Exercise: Repeat each entry word for word; the images are not part of the copy.

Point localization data
# # # # # # #

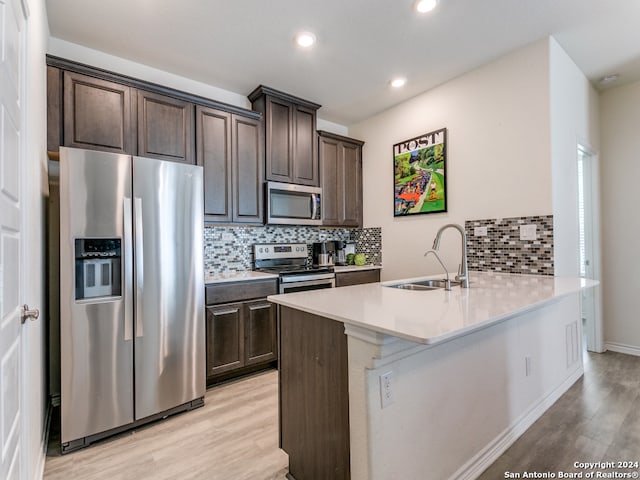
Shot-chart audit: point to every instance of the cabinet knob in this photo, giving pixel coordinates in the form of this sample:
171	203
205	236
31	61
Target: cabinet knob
28	313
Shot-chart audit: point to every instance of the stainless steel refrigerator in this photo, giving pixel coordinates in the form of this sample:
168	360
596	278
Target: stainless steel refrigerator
131	292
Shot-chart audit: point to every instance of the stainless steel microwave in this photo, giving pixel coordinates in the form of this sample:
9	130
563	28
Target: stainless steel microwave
290	204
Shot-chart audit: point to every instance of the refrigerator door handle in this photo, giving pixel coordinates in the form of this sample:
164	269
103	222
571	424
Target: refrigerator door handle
128	270
137	210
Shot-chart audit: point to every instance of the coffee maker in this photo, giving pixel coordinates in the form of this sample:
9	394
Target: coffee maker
324	254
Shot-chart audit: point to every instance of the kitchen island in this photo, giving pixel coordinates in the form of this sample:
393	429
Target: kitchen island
378	382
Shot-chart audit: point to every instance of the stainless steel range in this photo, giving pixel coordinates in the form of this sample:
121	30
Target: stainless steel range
292	264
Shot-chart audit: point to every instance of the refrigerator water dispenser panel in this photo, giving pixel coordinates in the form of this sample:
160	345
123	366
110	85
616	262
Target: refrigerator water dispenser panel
98	268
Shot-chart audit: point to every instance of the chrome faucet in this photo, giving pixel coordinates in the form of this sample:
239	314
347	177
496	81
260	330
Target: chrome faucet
448	281
463	271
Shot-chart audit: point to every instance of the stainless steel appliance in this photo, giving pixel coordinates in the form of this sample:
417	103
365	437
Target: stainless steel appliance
324	253
290	261
290	204
341	255
131	292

# # # # # # #

Reply to the task:
Shot-chart audit: point to every instance of the cabinet knob in this photo, giving pixel coordinates in the form of this sample:
171	203
205	236
31	61
Target: cabinet knob
28	313
Shot-chart audit: point to every instance of the stainless steel refrigerator in this photo, giving pixel coordinates in the form of this sample:
168	360
596	278
Target: stainless steel refrigerator
131	292
Shot-chart audit: point to every instance of the stainless steel microwave in this photo, giving pixel coordinates in the form of this sample:
9	130
563	28
Target: stainless steel microwave
290	204
Shot-chart audit: point to every instance of the refrigerator door handle in this photo, giving pixel coordinates in the form of this sample:
164	269
103	222
571	424
Target: refrigerator door handle
128	270
137	210
Shot-chart audit: point to every instance of the coffee maker in this photo, giving pixel coordinates in the form of this sample:
9	394
Target: coffee maker
324	254
Shot-chart audit: point to every instance of the kitchen island in this photo, giving pixel coordinates in the form of this sample:
393	429
Target: kitchen island
378	382
Shot-chart audit: point to every instance of the stainless steel range in this photo, giving pixel coordinates in the form of this sample:
121	30
Target: stainless steel range
292	264
Shot-chart audit: point to every instance of the refrigerator water dispenser panel in this photo, giving pixel coordinates in the form of this sample:
160	345
123	366
110	85
616	262
Target: refrigerator water dispenser panel
98	268
Shot-chart audit: point to every instance of the chrome faucet in this photo, giving pixel coordinates in the form of this sample:
239	314
347	177
496	81
260	330
Target: chrome faucet
448	281
463	271
Shot-chart audit: point to every instance of the stainless steel appliance in this photo, giving pixel coordinates in the form of this sample:
417	103
365	437
Target: stainless steel appliance
324	253
290	261
290	204
341	255
131	292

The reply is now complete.